What this task involves
Please reproduce exactly the line that carries "Pick out the basketball player in white" and all remaining lines through the last line of the data, and write nothing else.

Stored items

----------

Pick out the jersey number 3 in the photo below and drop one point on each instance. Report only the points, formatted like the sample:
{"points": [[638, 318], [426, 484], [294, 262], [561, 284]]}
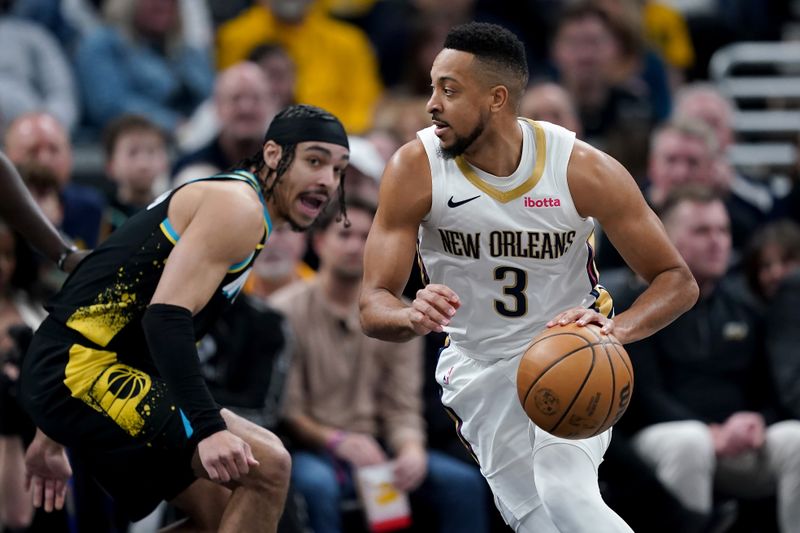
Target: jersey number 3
{"points": [[518, 279]]}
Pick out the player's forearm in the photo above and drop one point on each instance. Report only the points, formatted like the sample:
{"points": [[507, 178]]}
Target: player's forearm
{"points": [[670, 294], [20, 210], [384, 316], [309, 433]]}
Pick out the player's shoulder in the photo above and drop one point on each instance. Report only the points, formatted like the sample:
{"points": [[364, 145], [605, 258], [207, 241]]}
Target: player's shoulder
{"points": [[222, 204], [409, 157], [590, 166]]}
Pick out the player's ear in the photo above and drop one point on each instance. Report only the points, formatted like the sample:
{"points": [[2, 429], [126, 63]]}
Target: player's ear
{"points": [[272, 154], [499, 95]]}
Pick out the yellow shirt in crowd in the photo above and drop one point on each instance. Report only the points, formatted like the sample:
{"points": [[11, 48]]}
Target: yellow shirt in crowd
{"points": [[336, 67]]}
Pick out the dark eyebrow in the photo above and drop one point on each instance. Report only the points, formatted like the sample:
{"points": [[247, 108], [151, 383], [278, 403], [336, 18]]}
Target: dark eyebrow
{"points": [[443, 79], [318, 148]]}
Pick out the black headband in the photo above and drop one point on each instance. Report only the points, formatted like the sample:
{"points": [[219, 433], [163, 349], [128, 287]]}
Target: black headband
{"points": [[302, 129]]}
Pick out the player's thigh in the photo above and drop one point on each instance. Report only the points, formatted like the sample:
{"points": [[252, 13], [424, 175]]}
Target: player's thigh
{"points": [[594, 447]]}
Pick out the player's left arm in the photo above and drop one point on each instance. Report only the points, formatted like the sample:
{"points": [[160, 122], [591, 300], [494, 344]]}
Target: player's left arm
{"points": [[601, 188]]}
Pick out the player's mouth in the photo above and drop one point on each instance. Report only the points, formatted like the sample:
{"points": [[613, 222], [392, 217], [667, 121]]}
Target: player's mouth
{"points": [[441, 127], [312, 203]]}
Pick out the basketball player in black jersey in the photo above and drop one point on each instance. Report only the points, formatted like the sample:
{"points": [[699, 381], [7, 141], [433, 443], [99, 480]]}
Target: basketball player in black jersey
{"points": [[113, 372]]}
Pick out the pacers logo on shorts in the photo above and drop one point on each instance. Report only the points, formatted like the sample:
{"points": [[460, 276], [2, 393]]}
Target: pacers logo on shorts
{"points": [[118, 392]]}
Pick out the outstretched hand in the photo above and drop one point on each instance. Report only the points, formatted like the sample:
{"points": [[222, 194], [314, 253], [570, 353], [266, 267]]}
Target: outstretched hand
{"points": [[433, 308], [583, 316], [47, 472]]}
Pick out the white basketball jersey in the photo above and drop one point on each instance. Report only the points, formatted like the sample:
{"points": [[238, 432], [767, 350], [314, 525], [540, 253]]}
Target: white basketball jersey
{"points": [[514, 249]]}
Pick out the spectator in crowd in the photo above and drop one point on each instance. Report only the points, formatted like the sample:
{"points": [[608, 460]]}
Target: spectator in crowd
{"points": [[750, 201], [682, 151], [354, 401], [39, 139], [279, 264], [402, 116], [772, 271], [280, 70], [16, 510], [136, 163], [666, 30], [35, 75], [686, 151], [243, 107], [336, 67], [586, 50], [385, 141], [71, 20], [363, 174], [549, 101], [20, 313], [141, 62], [705, 415], [638, 67], [772, 253]]}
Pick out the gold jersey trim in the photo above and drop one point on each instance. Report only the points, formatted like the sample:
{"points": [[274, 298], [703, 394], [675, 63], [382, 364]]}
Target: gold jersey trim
{"points": [[506, 196]]}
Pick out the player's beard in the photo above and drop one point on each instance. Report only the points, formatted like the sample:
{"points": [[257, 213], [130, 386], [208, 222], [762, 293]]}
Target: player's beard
{"points": [[462, 143]]}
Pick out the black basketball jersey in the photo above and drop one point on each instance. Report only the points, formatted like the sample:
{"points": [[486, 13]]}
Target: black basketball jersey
{"points": [[104, 299]]}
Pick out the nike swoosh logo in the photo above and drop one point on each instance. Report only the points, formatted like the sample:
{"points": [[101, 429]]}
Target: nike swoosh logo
{"points": [[451, 203]]}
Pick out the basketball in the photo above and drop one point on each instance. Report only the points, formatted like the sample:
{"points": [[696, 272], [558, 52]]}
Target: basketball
{"points": [[575, 382]]}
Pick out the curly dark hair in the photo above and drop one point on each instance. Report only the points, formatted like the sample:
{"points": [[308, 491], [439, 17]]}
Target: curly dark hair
{"points": [[255, 163], [495, 46]]}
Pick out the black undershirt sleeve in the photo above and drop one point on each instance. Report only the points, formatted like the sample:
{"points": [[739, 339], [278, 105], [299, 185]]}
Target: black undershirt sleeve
{"points": [[169, 331]]}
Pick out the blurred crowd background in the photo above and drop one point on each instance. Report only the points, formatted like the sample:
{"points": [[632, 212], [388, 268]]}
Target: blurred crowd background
{"points": [[105, 104]]}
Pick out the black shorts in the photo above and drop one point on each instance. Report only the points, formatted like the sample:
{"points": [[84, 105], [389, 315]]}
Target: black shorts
{"points": [[121, 421]]}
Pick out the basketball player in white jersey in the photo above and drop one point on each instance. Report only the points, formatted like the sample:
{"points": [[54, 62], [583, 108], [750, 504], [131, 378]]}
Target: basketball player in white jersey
{"points": [[502, 209]]}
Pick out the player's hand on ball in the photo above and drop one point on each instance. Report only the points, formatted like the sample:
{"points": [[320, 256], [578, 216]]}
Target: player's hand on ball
{"points": [[583, 316], [433, 308], [47, 472], [225, 456]]}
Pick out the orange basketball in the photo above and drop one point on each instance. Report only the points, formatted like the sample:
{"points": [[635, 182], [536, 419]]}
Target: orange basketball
{"points": [[575, 382]]}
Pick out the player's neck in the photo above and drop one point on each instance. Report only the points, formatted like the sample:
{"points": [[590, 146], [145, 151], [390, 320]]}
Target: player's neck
{"points": [[499, 150]]}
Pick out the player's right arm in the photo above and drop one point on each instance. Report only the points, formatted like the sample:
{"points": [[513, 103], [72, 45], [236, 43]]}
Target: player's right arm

----------

Written response
Pick out the basketball player in white jersey in the photo above and drop one point on each instance. Report only the points, formatted like the sample:
{"points": [[54, 62], [583, 108], [750, 504], [131, 378]]}
Target: basketball player in white jersey
{"points": [[502, 209]]}
Pick out the player's hand on ball in the photo above and drop one point on each instance. Report only the points, formatted like the sample:
{"points": [[320, 256], [578, 216]]}
Target: player's hand on ball
{"points": [[583, 316], [433, 308], [47, 472], [225, 456]]}
Pick out the orange basketball in the photo above and drop one point on each instance. Report only the points, formatted like the sample:
{"points": [[635, 182], [536, 419]]}
Target: orange basketball
{"points": [[575, 382]]}
Pick out the player's neck in the photo above and drop one point on each instance. Report only the points, formatted like the sample:
{"points": [[590, 146], [145, 151], [390, 320]]}
Target: player's neck
{"points": [[499, 150]]}
Pick out the player's right arm in the photo above and drop one point on each instance. Report only the points, formatted like the sample:
{"points": [[513, 103], [72, 45], [236, 43]]}
Target: player's right arm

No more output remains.